= Assigned task =
In the entries below, count every line with the word "water". Return only the count.

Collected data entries
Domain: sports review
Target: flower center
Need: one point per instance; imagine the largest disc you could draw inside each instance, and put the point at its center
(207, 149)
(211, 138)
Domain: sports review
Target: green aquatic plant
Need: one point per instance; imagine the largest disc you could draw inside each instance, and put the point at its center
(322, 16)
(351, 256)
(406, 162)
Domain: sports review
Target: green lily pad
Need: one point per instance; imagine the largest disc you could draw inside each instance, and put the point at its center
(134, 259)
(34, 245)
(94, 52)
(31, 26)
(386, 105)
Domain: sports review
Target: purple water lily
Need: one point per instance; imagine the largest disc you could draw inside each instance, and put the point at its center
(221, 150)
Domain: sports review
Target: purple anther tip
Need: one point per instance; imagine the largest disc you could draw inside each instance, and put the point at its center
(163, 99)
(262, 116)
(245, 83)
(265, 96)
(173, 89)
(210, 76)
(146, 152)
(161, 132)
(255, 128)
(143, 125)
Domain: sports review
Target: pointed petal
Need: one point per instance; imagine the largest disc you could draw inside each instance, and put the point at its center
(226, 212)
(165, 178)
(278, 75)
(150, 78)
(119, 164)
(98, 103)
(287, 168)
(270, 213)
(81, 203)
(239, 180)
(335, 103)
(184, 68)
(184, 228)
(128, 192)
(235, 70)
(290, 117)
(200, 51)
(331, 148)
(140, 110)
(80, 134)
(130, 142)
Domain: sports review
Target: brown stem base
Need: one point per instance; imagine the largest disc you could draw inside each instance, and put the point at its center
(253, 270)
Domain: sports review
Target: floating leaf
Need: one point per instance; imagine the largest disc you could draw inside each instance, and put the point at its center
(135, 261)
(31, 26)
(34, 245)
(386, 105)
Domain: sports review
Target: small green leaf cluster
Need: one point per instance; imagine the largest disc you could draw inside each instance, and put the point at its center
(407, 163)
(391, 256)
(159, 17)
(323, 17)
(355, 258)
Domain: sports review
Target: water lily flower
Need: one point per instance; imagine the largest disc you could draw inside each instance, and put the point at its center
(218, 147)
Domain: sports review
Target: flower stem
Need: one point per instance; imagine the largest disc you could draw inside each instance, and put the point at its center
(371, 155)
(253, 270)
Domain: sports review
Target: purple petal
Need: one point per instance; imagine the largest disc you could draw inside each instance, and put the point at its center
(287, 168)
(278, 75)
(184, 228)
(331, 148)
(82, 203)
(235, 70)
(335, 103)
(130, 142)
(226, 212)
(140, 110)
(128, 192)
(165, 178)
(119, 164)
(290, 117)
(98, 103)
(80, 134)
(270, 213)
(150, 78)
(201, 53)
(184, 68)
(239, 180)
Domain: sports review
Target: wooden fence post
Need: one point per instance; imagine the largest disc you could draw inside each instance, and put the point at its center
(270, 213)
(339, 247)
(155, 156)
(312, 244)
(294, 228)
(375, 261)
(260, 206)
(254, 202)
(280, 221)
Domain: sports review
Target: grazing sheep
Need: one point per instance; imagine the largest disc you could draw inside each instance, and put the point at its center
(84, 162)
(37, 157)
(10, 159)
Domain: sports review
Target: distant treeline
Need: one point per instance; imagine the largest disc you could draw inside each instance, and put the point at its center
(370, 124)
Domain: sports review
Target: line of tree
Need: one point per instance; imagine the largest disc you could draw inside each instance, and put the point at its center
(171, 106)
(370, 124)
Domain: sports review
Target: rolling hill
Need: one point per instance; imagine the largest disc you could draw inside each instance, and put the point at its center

= Task answer =
2